- _Problems and tasks_
1) In the article about learning difficulties in male mice, where were the unpublished results presented?
2) Resume the article on the autism-linked deletion in mice, picking up right after its final sentence.

Learning difficulties mark male mice with autism mutation

Deletion of an autism-linked chromosomal region leads to learning problems in male mice but not in females, according to unpublished results presented yesterday at the 2014 Society for Neuroscience annual meeting in Washington, D.C.

By Jessica Wright
19 November 2014 | 4 min read

This article is more than five years old.

Neuroscience—and science in general—is constantly evolving, so older articles may contain information or theories that have been reevaluated since their original publication date.

Deletion of an autism-linked chromosomal region leads to learning problems in male mice but not in females, according to unpublished results presented yesterday at the 2014 Society for Neuroscience annual meeting in Washington, D.C.

This difference may give researchers a window into the mechanism underlying the gender skew in autism. “This gives us a molecular grasp on the basis of this disparity,” says lead researcher Ted Abel, professor of biology at the University of Pennsylvania.

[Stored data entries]
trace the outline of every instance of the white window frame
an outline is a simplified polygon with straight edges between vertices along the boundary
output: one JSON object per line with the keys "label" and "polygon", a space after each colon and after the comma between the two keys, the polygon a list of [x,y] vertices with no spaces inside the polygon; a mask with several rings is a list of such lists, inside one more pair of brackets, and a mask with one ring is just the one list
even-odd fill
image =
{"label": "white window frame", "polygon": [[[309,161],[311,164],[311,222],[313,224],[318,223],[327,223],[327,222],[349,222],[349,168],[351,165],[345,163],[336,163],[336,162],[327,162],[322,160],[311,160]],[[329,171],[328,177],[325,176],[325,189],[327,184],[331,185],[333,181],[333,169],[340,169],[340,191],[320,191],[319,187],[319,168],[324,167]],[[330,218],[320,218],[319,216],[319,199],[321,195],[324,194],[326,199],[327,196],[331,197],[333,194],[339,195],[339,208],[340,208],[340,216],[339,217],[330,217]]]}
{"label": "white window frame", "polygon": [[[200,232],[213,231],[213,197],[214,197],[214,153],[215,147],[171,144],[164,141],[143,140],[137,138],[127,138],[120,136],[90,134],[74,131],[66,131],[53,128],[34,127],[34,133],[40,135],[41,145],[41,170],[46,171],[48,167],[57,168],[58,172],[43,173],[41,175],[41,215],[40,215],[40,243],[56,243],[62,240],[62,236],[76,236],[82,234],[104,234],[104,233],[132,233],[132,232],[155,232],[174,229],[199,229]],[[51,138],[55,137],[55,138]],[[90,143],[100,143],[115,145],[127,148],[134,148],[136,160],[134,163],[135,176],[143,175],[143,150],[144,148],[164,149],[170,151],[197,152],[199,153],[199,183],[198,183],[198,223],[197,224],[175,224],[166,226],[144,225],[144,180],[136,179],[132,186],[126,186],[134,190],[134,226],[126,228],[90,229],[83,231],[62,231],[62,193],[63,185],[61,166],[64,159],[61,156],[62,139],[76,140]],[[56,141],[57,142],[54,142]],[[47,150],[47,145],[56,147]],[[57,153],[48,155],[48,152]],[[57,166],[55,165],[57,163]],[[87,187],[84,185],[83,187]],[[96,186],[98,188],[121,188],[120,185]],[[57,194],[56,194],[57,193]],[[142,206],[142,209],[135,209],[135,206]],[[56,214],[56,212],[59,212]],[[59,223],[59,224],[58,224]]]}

--

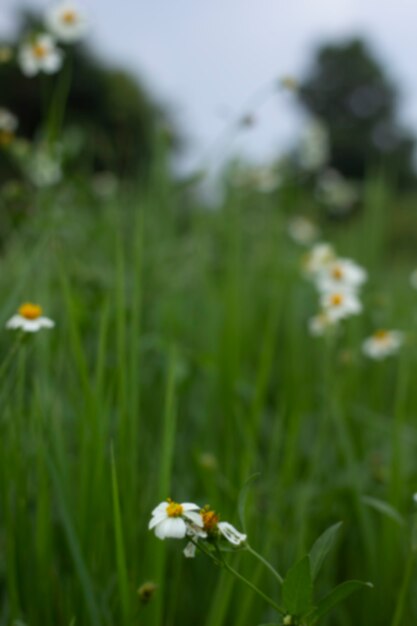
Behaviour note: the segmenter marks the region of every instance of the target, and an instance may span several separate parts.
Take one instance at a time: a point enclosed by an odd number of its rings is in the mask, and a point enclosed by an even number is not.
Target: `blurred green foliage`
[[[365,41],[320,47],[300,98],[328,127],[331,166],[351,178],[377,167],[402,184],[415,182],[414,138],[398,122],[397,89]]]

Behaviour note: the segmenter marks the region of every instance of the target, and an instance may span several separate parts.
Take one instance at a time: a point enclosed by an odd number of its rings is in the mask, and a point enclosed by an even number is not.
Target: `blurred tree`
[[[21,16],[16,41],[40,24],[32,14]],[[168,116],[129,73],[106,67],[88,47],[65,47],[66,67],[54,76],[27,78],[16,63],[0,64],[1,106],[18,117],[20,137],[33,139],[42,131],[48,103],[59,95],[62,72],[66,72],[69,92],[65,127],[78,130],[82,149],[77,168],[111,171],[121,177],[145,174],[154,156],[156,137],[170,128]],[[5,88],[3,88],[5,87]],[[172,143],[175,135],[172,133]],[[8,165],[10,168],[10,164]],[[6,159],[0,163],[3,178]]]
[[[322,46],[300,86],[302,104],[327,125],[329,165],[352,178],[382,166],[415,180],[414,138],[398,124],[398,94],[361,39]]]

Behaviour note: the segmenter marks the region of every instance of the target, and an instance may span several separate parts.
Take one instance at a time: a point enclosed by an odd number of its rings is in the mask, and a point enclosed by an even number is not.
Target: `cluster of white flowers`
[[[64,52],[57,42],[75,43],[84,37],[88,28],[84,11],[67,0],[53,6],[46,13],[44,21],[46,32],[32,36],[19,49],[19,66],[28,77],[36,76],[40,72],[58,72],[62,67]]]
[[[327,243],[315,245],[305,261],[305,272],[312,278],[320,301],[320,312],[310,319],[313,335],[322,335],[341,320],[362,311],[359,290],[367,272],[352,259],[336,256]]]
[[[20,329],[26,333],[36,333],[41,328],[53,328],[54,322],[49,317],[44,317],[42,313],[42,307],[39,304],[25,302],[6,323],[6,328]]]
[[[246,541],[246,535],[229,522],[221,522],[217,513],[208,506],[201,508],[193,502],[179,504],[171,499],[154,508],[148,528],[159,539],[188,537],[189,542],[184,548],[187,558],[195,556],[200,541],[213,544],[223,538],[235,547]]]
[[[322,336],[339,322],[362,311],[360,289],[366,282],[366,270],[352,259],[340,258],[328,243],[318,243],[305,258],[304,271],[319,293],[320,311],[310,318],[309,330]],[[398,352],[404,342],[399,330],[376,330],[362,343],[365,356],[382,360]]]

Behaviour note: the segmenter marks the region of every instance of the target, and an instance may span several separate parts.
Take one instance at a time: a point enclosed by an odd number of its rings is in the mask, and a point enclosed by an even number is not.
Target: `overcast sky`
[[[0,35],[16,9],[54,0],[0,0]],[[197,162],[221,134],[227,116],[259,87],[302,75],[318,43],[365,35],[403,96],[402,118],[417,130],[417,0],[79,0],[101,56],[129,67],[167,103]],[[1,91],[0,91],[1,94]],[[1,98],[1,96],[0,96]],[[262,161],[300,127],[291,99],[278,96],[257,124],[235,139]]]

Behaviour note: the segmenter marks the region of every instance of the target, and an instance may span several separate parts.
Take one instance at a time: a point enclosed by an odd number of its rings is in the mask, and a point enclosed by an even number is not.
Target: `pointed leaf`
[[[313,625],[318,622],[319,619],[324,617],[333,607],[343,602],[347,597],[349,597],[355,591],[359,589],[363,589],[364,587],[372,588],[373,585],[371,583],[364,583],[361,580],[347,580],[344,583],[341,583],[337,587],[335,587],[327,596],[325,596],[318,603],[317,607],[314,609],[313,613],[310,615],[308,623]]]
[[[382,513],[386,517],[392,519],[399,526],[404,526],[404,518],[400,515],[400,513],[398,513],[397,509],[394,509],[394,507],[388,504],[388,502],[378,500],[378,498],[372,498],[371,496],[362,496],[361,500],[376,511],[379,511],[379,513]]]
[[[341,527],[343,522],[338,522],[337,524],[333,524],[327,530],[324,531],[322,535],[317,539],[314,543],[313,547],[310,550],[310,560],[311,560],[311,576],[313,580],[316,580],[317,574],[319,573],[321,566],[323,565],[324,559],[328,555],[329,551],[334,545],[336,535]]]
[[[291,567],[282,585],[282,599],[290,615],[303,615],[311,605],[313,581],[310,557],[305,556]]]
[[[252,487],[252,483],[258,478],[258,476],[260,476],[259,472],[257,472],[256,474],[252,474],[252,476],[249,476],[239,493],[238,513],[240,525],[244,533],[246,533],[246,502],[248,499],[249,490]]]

==

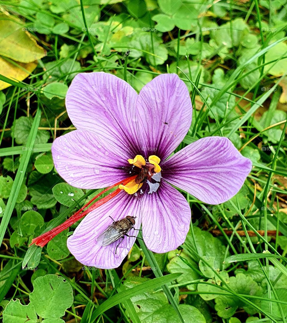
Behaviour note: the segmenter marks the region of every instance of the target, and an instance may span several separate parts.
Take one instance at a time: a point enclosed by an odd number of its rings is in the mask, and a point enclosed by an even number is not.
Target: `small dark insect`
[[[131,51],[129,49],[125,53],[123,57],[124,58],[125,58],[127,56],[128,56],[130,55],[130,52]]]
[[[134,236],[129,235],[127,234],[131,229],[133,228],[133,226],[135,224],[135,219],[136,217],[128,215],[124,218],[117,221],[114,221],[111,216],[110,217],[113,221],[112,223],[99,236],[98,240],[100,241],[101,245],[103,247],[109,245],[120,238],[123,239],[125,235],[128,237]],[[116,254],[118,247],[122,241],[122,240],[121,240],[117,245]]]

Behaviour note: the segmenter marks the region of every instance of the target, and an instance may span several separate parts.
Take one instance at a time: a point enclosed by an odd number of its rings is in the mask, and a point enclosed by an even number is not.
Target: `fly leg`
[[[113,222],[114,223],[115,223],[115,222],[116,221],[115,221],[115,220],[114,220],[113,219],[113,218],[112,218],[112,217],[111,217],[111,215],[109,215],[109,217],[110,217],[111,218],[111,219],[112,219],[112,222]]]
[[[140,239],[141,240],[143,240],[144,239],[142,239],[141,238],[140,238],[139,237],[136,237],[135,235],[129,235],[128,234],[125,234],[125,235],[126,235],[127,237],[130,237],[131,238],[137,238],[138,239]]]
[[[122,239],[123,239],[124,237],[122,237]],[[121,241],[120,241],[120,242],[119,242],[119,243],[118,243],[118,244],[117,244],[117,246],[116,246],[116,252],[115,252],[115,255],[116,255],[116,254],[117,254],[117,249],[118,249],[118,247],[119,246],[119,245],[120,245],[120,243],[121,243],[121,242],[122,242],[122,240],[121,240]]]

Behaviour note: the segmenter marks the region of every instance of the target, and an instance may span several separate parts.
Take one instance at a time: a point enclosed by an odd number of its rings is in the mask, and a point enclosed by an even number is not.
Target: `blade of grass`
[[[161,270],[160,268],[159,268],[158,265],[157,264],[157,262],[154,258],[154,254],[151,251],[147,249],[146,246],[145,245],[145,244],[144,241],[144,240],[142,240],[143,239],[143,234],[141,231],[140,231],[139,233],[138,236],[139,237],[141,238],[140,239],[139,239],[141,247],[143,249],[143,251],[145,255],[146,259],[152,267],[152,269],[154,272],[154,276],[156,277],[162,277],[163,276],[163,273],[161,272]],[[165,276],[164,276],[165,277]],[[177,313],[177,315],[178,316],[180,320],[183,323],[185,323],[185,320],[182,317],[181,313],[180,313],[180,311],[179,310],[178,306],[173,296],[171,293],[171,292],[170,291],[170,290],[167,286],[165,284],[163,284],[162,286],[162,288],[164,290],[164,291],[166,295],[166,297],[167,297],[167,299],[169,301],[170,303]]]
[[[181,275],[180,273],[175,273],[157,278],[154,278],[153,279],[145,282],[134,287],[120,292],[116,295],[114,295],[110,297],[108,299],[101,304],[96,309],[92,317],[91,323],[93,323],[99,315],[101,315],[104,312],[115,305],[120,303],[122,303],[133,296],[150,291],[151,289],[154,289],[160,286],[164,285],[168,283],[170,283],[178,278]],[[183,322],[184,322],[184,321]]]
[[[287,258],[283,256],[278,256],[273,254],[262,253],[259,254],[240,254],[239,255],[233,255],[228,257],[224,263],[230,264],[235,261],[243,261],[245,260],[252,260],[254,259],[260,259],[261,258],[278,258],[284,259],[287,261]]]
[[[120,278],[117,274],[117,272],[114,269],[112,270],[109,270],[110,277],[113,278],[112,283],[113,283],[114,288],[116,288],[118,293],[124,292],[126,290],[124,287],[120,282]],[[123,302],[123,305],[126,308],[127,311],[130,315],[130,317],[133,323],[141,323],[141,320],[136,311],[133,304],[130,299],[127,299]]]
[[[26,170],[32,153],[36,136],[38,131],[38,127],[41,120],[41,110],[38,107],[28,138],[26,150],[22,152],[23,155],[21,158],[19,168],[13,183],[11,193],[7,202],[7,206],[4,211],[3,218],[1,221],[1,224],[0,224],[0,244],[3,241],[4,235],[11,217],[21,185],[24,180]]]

- _Answers_
1) At the 2014 Society for Neuroscience annual meeting in Washington, D.C.

2)
About four times as many boys as girls have autism, indicating that females may be protected from the disorder. In support of this theory, women who have autism tend to have more mutations and more severe symptoms than men do, suggesting that they require a greater genetic hit for autism to manifest. How women might be protected, however, is still unknown.  

In the new study, researchers looked at male and female mice lacking one copy of a segment of chromosome 16 called 16p11.2. Deletion or duplication of 16p11.2 occurs spontaneously in roughly 1 percent of people with autism. It arises about equally often in males and females, but preliminary results suggest that more boys with the deletion have autism than do girls.

Nicola Grissom, a postdoctoral researcher in Abel’s lab, designed an experiment to suss out these gender differences. She designed an assay that can measure motivation and signal any deficits in the reward pathway, which has been linked to autism.

In the test, she initially offers the mice chocolate milk and then suddenly stops. The mice now have to learn to poke their noses into one of five holes in their cage to get the milk. The middle hole is lit up, and yields the milk.

“They work for Yoo-hoo; most reasonable animals would,” says Abel.

Force of habit:

The first day, the mice explore all five holes, occasionally succeeding. The second day, they start to succeed more often, suggesting that they learn which hole has the milk. The female mutants do just as well as female controls on this task. But the male mutants take eight days longer than the male controls.

It’s the kind of result you don’t need statistics for, says Abel.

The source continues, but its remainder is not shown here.